BEGIN Page excerpt

Orangisers at Atelier des Lumières in Paris had the bright idea of naming their current exhibition ‘Dali, the Endless Enigma’. Unquestionably, the show most precisely highlights not only the genius that certainly was Salvador Dali but also his reputed image as a provocateur. For 60 long years that his career lasted, the Spanish artist never failed to excite and stun enthusiasts with mysterious, polemical works often followed by his wild and thorny declarations.
We have already discussed in this column, about a year ago, when Atelier des Lumières became the first museum in Paris to reopen its doors following the Covid-19 crisis. The unusual sensations of watching not only paintings and sculptures but also their projections on immense screens, accompanied with soft classical melody pieces by maestros such as Bach, Mozart, Beethoven, Brahms, literally bring these chefs d’oeuvre to life.
Under a trance, with music playing in the background, the exhibition makes us ambulate through Dali’s universe of creativity, of paintings and drawings highlighting his undeniable talent but also his obsession with strange, supernatural dreams. His inspirations from the creations of fabulous artists of the past, such as Velasquez, Raphael, Michelangelo, Vermeer and Millet are also evident in his innovations.
Definitely one of the most renowned surrealist painters of the 20th century and much appreciated for his acute draftsmanship, the Catalonia born Dalí was equally reputed for his eccentric, flamboyant conduct and his obviously complex imagination.
A Paris exhibition of the Spanish Surrealist icon highlights his genius as well as his reputation as a provocateur
During the Nazi rule in Germany, he openly admired Hitler and later, when General Franco imposed his dictatorship on Spain in 1939, Dali — to the shock of other contemporary painters, intellectuals and writers — became his dedicated fan. George Orwell, the British writer famous for his book 1984, in an essay analysing the personality of Dali describes him as “an artist of exceptional genius but also a disgusting human being.”
According to the Director of the Museum of Modern Art in New York at that time: “The reputation of Salvador Dalí has been an issue of controversy for more than a decade now; his conduct may be undignified but I think a great number of his works can only be described as creations by a genius.”
Much later in 1979 when Dalí was elected, a member of the French Academy of Fine Arts, at the age of 75, he was politely advised to abandon his “clowneries”. Speaking of clowneries, readers of these lines who are also movie fans will remember actor Adrian Brody brilliantly playing the role of Dali in Woody Allen’s wonderful 2011 film Paris at Midnight.
A number of museums are exclusively devoted to his works: the Dalí Museum in his birthplace in Catalonia, Spain, and the Salvador Dalí Museum in St Petersburg, Florida, US.
But there is also a Dali museum close to the fabulous Sacré Coeur cathedral in Montmartre, the highly artistic area of Paris, with some 300 pieces as a permanent collection. These include not only Dalí’s paintings and sculptures but also his sketches, letters and other writings, works of graphic arts, images shot through a movie camera as well as a number of still photographs. Dali’s fiction pieces, poems, an unfinished autobiography and many essays are also part of the repertory.
The exhibition will be up at the Atelier des Lumières in Paris, France until January 2, 2022
The writer is an art critic based in Paris.

END Page excerpt
BEGIN Exercise data

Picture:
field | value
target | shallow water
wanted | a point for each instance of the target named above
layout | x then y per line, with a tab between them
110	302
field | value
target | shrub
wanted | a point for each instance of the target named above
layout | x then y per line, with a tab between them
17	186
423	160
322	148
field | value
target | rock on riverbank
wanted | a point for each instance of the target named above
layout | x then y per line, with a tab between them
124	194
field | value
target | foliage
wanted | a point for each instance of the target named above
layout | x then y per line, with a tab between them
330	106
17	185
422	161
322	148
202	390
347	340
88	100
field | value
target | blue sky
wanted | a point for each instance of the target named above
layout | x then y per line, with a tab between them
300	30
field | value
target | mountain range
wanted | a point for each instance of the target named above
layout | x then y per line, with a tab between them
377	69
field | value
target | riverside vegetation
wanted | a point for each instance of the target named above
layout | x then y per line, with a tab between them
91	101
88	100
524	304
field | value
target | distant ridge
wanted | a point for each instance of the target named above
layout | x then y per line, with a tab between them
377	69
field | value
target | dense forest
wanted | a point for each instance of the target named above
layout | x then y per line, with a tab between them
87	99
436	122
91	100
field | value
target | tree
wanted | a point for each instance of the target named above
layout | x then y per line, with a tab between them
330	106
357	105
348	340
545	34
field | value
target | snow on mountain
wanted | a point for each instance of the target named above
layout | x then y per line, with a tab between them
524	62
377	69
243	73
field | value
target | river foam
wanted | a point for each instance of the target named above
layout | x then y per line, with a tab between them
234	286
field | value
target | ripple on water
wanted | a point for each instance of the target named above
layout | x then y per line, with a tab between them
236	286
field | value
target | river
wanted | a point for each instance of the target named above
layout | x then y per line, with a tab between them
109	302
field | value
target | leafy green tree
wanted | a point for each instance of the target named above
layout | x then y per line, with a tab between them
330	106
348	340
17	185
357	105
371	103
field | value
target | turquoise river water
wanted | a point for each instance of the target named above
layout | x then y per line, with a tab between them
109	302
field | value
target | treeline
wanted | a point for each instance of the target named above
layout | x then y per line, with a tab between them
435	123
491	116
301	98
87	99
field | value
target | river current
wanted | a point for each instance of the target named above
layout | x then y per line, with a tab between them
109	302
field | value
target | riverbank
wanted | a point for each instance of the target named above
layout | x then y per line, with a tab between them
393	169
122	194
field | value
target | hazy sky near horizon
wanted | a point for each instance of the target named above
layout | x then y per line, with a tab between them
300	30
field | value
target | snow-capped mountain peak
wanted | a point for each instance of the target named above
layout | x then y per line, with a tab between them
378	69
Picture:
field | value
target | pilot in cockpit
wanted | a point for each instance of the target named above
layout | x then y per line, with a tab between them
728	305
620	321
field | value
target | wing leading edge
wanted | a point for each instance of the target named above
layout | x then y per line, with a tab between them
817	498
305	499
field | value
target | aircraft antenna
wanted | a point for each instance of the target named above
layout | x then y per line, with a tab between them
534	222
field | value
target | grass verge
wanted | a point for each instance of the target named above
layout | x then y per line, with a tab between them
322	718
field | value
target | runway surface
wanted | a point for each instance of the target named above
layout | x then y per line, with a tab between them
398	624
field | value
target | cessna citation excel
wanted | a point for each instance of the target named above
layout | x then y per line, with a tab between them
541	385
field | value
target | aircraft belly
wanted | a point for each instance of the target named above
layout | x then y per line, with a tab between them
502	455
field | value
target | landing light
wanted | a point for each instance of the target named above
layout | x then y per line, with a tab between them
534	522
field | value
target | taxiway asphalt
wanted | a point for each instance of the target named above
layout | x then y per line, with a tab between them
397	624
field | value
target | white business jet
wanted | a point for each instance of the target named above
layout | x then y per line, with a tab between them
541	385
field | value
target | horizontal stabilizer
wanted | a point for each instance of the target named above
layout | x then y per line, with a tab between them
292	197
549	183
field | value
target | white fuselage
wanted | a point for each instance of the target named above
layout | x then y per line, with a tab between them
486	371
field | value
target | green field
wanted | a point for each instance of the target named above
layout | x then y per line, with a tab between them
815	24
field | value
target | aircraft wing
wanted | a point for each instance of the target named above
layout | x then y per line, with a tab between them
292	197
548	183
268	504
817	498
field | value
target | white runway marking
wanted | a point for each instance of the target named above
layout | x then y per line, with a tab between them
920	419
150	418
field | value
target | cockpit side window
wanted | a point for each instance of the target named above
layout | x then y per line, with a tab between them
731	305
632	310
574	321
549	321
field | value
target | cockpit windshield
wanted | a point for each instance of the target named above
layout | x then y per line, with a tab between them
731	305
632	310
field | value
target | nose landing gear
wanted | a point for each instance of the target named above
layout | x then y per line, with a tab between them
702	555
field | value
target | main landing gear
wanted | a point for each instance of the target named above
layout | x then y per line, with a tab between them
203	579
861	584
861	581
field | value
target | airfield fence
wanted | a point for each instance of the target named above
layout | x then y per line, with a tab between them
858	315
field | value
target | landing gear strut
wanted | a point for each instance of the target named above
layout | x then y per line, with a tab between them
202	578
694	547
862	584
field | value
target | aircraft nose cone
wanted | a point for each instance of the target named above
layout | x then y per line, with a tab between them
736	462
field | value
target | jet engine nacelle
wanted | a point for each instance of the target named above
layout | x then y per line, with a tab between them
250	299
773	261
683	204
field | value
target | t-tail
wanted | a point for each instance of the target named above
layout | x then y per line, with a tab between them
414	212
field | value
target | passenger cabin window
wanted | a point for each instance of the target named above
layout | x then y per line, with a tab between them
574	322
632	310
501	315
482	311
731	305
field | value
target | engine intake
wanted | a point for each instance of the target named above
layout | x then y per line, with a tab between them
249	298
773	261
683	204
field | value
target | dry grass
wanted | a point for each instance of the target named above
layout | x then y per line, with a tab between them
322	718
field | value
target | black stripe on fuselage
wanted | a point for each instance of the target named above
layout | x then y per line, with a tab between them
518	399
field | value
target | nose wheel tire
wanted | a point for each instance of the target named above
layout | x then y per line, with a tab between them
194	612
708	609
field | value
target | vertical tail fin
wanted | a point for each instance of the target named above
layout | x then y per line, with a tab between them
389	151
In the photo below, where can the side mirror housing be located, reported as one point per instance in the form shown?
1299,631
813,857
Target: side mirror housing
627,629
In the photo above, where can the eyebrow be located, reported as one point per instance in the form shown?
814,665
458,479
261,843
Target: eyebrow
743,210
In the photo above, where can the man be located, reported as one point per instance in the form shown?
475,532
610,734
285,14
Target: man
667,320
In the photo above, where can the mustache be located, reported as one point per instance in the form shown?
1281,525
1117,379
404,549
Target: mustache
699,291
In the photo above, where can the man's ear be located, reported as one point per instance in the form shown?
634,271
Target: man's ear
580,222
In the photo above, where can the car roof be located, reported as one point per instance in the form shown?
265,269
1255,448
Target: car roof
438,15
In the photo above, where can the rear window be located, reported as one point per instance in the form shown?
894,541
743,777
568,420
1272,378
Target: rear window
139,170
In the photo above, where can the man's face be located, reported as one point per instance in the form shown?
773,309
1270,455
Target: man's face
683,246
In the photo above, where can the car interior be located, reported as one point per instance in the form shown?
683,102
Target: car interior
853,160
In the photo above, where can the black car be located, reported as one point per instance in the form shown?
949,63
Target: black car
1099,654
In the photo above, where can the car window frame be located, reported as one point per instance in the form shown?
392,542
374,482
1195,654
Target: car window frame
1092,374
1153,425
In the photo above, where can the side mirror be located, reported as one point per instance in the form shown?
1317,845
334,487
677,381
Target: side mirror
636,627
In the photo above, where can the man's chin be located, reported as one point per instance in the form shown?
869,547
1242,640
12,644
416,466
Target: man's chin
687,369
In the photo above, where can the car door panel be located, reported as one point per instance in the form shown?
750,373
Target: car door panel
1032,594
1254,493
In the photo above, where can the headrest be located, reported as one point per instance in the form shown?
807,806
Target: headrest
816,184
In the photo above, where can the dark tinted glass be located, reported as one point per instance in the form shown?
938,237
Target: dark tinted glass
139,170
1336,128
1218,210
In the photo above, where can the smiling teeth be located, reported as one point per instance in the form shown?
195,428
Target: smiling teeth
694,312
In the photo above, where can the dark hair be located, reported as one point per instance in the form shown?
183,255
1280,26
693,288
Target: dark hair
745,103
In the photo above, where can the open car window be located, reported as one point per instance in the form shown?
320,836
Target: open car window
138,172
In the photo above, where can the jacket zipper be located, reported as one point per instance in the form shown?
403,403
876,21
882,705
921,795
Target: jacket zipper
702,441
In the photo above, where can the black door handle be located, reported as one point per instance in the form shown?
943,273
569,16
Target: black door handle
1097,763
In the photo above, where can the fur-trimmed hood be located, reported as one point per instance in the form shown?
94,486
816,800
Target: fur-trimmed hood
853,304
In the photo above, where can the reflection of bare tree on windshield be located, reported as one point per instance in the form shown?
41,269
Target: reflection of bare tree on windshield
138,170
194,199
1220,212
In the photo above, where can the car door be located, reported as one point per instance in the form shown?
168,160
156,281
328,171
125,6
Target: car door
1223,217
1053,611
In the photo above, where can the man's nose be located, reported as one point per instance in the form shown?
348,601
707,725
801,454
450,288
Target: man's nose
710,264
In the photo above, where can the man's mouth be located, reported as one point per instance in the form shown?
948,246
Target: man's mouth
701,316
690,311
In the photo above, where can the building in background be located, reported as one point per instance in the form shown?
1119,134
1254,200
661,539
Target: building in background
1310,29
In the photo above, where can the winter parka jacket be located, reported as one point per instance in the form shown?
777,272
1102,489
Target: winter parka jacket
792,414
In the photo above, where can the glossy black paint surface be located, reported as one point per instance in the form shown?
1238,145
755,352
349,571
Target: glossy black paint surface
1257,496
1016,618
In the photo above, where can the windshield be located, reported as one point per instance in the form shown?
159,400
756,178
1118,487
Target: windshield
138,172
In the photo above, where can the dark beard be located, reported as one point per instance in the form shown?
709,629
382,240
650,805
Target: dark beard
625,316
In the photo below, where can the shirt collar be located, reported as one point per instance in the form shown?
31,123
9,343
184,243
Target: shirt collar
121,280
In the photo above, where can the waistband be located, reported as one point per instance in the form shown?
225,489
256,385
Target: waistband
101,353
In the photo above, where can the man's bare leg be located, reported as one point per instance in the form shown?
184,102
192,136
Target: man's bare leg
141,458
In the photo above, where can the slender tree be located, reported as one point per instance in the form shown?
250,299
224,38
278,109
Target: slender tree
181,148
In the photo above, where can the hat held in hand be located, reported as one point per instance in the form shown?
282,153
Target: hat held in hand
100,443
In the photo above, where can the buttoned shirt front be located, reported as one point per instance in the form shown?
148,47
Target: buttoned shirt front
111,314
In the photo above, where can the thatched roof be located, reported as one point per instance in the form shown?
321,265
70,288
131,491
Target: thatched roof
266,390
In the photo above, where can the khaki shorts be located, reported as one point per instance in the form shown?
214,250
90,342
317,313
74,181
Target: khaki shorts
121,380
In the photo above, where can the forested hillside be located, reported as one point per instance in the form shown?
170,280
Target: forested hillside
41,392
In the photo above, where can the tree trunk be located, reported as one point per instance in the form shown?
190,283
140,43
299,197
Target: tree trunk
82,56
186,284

END Exercise data

> Task set:
1 – Translate this sentence from the Dalí exhibition article into Spanish: "A number of museums are exclusively devoted to his works: the Dalí Museum in his birthplace in Catalonia, Spain, and the Salvador Dalí Museum in St Petersburg, Florida, US."
2 – Based on the Dalí exhibition article, why was naming the exhibition "Dali, the Endless Enigma" a bright idea?
3 – Repeat the passage of the Dalí exhibition article from "Definitely one of" up to and including "obviously complex imagination.".
These data have no connection to the Dalí article.

> Solutions to the problems:
1 – Varios museos están dedicados exclusivamente a sus obras: el Museo Dalí en su lugar de nacimiento en Cataluña, España, y el Museo Salvador Dalí en St. Petersburg, Florida, EE. UU.

2 – The show highlights both Salvador Dali's genius and his reputed image as a provocateur. Over his 60-year career, he kept exciting and stunning enthusiasts with mysterious, polemical works, often followed by wild and thorny declarations.

3 –
Definitely one of the most renowned surrealist painters of the 20th century and much appreciated for his acute draftsmanship, the Catalonia born Dalí was equally reputed for his eccentric, flamboyant conduct and his obviously complex imagination.